아래 자료를 처음부터 끝까지 한 글자도 바꾸지 말고 그대로 다시 적으세요. 사진은 빼고 적으세요.

===== 자료

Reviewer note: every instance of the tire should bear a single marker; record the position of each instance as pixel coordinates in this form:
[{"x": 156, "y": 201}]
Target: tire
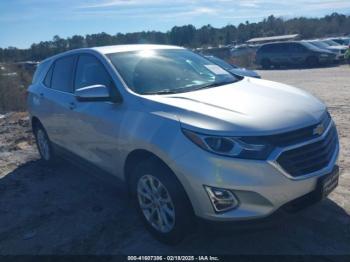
[
  {"x": 312, "y": 61},
  {"x": 266, "y": 63},
  {"x": 44, "y": 145},
  {"x": 167, "y": 212}
]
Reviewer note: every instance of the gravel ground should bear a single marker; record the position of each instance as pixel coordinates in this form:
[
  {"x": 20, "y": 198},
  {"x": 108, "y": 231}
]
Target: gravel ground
[{"x": 67, "y": 210}]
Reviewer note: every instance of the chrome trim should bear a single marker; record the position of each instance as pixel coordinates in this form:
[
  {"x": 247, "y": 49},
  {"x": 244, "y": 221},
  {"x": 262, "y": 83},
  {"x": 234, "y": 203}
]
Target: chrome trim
[{"x": 272, "y": 160}]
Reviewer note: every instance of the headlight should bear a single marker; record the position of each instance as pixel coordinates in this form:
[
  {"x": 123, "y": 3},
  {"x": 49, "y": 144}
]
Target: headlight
[{"x": 239, "y": 147}]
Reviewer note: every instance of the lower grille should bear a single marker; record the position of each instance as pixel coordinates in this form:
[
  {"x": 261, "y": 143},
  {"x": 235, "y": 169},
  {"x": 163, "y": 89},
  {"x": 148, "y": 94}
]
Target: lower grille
[{"x": 311, "y": 157}]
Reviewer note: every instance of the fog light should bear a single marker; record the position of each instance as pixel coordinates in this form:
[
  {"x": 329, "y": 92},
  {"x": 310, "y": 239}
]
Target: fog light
[{"x": 222, "y": 199}]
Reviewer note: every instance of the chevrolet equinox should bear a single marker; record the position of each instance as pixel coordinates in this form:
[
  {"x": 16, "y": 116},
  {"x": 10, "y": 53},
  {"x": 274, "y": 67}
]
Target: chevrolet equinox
[{"x": 188, "y": 138}]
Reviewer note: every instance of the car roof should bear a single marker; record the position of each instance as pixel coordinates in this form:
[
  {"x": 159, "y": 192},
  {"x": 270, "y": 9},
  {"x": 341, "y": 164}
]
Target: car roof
[
  {"x": 282, "y": 42},
  {"x": 114, "y": 49},
  {"x": 134, "y": 47}
]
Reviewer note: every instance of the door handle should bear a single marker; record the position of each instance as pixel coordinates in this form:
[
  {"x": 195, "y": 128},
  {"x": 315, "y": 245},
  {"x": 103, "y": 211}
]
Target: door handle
[{"x": 72, "y": 105}]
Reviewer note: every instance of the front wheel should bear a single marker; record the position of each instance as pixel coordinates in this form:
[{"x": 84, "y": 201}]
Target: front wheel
[{"x": 161, "y": 202}]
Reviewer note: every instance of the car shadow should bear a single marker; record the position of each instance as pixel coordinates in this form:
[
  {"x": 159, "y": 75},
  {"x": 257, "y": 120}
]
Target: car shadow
[{"x": 68, "y": 210}]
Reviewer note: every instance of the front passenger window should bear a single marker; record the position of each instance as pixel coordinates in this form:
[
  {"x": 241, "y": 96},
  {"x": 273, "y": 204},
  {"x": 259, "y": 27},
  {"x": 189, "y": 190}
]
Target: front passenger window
[
  {"x": 91, "y": 72},
  {"x": 63, "y": 74}
]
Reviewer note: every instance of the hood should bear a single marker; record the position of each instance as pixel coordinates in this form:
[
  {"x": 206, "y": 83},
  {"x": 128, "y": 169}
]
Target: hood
[
  {"x": 244, "y": 72},
  {"x": 248, "y": 107},
  {"x": 337, "y": 48}
]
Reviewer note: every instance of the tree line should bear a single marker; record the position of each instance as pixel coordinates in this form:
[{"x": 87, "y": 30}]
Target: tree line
[{"x": 189, "y": 36}]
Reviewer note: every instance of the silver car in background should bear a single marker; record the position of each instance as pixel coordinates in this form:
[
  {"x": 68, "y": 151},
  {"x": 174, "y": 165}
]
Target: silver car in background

==========

:: 정답 ::
Reviewer note: every instance of the tire should bear a single marker; record the position of each instance as pixel coordinates in this form:
[{"x": 156, "y": 201}]
Target: tire
[
  {"x": 312, "y": 61},
  {"x": 266, "y": 63},
  {"x": 44, "y": 145},
  {"x": 167, "y": 212}
]
Reviewer note: every instance of the gravel ground should bear a single marker; record the position of each instance as pixel coordinates in this form:
[
  {"x": 20, "y": 198},
  {"x": 108, "y": 231}
]
Target: gravel ground
[{"x": 67, "y": 210}]
Reviewer note: every instance of the chrome trim should bear a single marker; record the position of each instance as pixel coordinates in this form:
[
  {"x": 247, "y": 49},
  {"x": 244, "y": 221},
  {"x": 262, "y": 83},
  {"x": 234, "y": 203}
]
Target: chrome trim
[{"x": 272, "y": 160}]
Reviewer note: every instance of the headlight should bear a single marker; record the position of each instance as pixel coordinates in this form:
[
  {"x": 123, "y": 3},
  {"x": 49, "y": 144}
]
Target: headlight
[{"x": 239, "y": 147}]
Reviewer note: every instance of the lower grille should bear a single marker; record the position of each instance as pixel coordinates in this form:
[
  {"x": 261, "y": 143},
  {"x": 235, "y": 169},
  {"x": 163, "y": 89},
  {"x": 148, "y": 94}
]
Target: lower grille
[{"x": 311, "y": 157}]
Reviewer note: every instance of the fog light should bear a single marker; record the position of each instance as pixel coordinates in this form:
[
  {"x": 329, "y": 92},
  {"x": 310, "y": 239}
]
Target: fog light
[{"x": 222, "y": 199}]
Reviewer note: every instance of the chevrolet equinox should bear a single marker; record the position of each instance as pixel coordinates in this form:
[
  {"x": 16, "y": 116},
  {"x": 10, "y": 53},
  {"x": 274, "y": 67}
]
Target: chevrolet equinox
[{"x": 188, "y": 138}]
Reviewer note: every instance of the car roof should bear a single marker; record the position of each instance as pixel coordinates in this form:
[
  {"x": 159, "y": 192},
  {"x": 270, "y": 9},
  {"x": 341, "y": 164}
]
Target: car roof
[
  {"x": 282, "y": 42},
  {"x": 114, "y": 49},
  {"x": 134, "y": 47}
]
Reviewer note: every instance of the door handle should bear a single marker; record the position of each instance as pixel coordinates in this form:
[
  {"x": 195, "y": 128},
  {"x": 315, "y": 245},
  {"x": 103, "y": 211}
]
Target: door handle
[{"x": 72, "y": 105}]
Reviewer note: every instance of the front wheel should bear a single marker; record the position of each instance as pixel coordinates in this form:
[{"x": 84, "y": 201}]
Target: front wheel
[{"x": 161, "y": 202}]
Reviewer note: every instance of the car shadow should bear a single marker; record the position of each instance as pixel coordinates in this form:
[
  {"x": 159, "y": 75},
  {"x": 257, "y": 120}
]
Target: car shadow
[{"x": 68, "y": 210}]
Reviewer note: every instance of the front passenger window should bear a single marker; record the position of each instance as pixel coordinates in this form:
[
  {"x": 241, "y": 96},
  {"x": 273, "y": 204},
  {"x": 259, "y": 27},
  {"x": 189, "y": 190}
]
Target: front passenger window
[
  {"x": 91, "y": 72},
  {"x": 63, "y": 74}
]
Reviewer note: every instance of the hood should bear a single marker; record the position of each instance as pixel coordinates in this form:
[
  {"x": 206, "y": 83},
  {"x": 128, "y": 169}
]
Target: hood
[
  {"x": 244, "y": 72},
  {"x": 248, "y": 107},
  {"x": 337, "y": 48}
]
Reviewer note: every instance of the tree line should bear a single marker; record the position of each instance as pixel coordinates in this form:
[{"x": 87, "y": 30}]
Target: tree line
[{"x": 189, "y": 36}]
Reviewer note: every instance of the silver car in background should bear a single marker; record the position of each instance as pixel coordinates in this form:
[
  {"x": 68, "y": 151},
  {"x": 174, "y": 165}
]
Target: silver car in background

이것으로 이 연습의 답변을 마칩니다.